* Set exercise: Please copy the records below word for word, everything from the start down to the line that contains "466 461 L 457", including that line.
** begin Provided data **
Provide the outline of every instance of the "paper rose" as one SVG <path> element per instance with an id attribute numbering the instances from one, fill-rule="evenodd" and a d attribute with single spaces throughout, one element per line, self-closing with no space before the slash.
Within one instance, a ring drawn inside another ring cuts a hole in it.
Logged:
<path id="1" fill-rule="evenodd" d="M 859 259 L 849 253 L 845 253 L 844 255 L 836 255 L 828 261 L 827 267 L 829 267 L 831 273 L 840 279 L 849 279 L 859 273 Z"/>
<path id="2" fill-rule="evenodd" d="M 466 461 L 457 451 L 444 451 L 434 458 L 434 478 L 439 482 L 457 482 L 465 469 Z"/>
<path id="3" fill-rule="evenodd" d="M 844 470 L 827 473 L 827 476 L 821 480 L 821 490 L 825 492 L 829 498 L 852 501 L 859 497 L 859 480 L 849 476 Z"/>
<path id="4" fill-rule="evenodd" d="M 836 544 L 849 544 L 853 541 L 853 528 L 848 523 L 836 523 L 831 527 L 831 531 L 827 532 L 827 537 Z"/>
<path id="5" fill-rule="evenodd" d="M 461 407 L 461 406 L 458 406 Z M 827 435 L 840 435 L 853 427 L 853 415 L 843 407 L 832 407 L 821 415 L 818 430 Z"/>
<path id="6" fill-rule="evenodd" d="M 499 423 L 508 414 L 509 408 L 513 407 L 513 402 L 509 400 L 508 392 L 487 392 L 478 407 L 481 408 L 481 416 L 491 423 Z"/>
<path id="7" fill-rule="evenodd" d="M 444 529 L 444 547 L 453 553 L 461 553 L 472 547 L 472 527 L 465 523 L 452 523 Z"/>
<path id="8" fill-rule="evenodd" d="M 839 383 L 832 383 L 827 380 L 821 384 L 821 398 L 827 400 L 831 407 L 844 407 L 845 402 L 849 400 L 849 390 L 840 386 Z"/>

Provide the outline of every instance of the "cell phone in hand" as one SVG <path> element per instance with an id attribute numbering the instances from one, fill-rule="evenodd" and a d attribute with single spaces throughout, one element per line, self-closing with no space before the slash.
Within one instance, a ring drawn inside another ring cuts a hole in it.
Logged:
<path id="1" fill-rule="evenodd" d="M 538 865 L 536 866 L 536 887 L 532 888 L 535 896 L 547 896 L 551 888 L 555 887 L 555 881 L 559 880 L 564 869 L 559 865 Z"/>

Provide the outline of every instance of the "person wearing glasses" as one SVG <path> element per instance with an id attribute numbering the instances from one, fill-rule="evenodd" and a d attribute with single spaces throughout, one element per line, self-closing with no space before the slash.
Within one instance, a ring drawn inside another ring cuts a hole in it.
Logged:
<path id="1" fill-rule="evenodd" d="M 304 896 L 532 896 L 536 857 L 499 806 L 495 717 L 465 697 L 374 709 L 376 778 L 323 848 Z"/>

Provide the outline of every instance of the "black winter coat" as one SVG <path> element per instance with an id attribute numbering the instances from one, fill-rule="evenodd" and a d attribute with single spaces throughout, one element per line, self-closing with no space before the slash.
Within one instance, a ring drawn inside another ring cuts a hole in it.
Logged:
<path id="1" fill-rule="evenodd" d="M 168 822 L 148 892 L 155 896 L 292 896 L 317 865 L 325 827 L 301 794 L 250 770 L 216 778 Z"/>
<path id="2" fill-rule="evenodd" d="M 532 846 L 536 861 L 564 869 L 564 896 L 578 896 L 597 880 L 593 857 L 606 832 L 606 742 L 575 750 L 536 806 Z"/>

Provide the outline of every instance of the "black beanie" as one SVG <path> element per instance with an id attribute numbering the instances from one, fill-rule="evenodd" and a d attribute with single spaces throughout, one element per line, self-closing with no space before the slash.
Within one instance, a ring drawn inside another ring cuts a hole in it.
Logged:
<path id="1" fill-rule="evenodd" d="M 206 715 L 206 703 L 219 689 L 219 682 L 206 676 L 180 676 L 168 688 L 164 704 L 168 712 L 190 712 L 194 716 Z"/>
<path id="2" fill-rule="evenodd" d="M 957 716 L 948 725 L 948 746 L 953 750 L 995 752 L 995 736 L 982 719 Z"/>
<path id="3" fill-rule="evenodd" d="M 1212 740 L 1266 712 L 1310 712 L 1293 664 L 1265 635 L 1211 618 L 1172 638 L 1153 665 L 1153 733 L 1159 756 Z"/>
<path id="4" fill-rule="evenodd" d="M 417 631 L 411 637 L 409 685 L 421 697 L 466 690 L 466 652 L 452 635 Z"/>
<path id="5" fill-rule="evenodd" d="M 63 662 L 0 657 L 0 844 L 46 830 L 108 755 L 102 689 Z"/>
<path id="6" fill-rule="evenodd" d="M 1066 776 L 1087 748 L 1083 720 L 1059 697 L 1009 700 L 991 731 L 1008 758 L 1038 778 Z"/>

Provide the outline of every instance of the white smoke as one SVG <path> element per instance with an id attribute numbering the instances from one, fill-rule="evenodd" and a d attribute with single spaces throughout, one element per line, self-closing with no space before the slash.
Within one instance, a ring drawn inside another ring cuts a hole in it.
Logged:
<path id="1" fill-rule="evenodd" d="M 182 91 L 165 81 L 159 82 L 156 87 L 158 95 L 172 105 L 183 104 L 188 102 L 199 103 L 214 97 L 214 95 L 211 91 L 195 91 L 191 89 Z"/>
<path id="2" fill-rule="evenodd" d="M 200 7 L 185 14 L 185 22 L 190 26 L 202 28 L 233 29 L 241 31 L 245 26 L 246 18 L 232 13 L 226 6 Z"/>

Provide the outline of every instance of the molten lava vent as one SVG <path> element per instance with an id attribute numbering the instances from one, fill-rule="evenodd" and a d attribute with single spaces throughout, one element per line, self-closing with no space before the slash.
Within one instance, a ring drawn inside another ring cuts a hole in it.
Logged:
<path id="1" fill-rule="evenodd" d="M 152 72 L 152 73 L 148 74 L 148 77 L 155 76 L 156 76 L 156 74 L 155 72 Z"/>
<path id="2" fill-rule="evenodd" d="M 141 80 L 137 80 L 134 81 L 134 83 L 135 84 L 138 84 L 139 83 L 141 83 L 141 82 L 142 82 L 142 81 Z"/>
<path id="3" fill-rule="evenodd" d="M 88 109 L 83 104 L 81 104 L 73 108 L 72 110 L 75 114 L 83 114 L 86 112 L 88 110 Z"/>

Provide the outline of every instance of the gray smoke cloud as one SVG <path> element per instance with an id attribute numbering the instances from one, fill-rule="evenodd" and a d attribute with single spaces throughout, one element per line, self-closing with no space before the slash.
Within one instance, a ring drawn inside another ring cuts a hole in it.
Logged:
** end Provided data **
* The answer:
Provide the outline of every instance of the "paper rose" as one SVG <path> element per instance with an id attribute numbering the instances from one, fill-rule="evenodd" and a d attribute with single spaces throughout, one element per line, self-closing with no space before the slash.
Within one instance, a ring drawn inside another ring cuts a hole in it.
Logged:
<path id="1" fill-rule="evenodd" d="M 859 259 L 849 253 L 845 253 L 844 255 L 836 255 L 828 261 L 827 267 L 829 267 L 831 273 L 840 279 L 849 279 L 859 273 Z"/>
<path id="2" fill-rule="evenodd" d="M 466 461 L 457 451 L 444 451 L 434 458 L 434 478 L 439 482 L 457 482 L 465 469 Z"/>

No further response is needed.